Work order> From the entries below, copy every line that has the word "door".

Collection entries:
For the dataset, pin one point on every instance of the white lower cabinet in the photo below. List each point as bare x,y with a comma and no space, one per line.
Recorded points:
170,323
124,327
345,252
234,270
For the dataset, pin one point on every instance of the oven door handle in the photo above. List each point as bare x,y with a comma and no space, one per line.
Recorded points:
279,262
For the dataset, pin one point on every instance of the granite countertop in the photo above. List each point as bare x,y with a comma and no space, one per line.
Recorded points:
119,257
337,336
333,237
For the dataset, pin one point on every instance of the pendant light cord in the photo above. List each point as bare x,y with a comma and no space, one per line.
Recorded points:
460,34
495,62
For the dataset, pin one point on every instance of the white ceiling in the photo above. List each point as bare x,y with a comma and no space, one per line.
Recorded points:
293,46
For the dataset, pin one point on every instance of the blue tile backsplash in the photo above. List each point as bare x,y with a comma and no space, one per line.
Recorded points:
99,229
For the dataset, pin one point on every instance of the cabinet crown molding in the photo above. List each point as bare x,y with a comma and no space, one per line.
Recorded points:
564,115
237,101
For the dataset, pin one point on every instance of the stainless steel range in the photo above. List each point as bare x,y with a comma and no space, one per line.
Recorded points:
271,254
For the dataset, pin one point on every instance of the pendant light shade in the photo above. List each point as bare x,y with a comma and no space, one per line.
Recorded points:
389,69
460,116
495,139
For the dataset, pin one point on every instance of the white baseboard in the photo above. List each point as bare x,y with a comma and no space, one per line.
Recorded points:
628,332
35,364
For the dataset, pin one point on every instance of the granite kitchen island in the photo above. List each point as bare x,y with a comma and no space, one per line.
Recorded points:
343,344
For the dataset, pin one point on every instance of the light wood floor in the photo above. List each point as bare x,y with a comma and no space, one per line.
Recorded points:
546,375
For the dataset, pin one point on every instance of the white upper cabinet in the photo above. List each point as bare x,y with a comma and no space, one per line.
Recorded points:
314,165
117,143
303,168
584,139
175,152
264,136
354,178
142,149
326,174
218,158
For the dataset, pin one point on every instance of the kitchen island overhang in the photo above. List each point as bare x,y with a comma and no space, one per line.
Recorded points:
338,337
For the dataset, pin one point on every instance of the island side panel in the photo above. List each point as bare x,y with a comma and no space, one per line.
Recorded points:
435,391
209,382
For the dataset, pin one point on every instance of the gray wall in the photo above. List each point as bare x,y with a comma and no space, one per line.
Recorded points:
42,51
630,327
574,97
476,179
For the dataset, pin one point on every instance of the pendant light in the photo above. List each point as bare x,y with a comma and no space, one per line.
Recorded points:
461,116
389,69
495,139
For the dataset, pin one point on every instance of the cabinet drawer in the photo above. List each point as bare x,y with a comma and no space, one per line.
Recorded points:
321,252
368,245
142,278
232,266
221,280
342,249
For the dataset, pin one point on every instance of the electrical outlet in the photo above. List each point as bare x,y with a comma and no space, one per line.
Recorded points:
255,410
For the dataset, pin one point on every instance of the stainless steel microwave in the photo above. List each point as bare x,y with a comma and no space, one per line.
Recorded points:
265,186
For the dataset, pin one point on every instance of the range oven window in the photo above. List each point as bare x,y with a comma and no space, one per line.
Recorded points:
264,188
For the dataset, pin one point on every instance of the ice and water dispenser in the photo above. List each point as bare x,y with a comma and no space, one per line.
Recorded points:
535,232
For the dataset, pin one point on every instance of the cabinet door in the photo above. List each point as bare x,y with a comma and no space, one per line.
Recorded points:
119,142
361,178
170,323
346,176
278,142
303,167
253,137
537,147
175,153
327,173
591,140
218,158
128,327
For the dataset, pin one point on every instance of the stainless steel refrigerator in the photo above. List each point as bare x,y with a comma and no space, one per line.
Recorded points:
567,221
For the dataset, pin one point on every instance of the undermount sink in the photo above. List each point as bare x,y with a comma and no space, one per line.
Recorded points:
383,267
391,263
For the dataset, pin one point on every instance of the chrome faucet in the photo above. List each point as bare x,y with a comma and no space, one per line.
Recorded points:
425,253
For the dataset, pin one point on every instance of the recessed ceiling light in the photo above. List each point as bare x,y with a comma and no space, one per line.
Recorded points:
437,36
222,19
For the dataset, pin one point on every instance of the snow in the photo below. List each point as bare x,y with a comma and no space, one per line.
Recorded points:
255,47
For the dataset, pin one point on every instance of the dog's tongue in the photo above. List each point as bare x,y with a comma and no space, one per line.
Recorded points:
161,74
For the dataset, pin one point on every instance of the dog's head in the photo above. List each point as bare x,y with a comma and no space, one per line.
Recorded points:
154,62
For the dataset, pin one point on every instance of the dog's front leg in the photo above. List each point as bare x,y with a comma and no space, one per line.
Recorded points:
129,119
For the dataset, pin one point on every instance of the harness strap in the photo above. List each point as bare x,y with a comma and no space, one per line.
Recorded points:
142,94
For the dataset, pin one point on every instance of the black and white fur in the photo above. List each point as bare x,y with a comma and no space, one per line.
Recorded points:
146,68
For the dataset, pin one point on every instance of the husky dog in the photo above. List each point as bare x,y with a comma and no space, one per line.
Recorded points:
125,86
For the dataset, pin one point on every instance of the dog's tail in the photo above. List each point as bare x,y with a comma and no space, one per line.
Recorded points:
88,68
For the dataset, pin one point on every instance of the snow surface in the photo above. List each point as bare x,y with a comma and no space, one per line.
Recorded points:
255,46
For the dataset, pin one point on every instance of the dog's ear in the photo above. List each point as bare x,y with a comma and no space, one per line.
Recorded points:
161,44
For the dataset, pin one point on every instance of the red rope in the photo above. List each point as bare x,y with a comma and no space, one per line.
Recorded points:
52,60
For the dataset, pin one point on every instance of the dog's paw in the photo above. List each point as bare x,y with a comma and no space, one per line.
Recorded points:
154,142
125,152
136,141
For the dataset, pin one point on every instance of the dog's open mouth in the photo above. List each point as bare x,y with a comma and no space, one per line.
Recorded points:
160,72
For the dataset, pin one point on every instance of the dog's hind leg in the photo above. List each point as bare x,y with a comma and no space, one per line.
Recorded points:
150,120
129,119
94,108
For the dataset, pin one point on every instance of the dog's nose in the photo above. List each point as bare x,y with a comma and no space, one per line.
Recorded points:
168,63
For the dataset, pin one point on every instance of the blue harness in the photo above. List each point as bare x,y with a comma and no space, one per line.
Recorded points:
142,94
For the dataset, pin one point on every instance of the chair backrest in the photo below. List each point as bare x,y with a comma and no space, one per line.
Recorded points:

Response to this task>
For the dataset, pin one point on every instance of the oven door handle in the photo above. List each point as bare x,y with a comma and no space, one per line.
For the dataset, pin one point on every instance of the cabinet door in the photo above. List each point as bare x,y with a comma and no space, one per line.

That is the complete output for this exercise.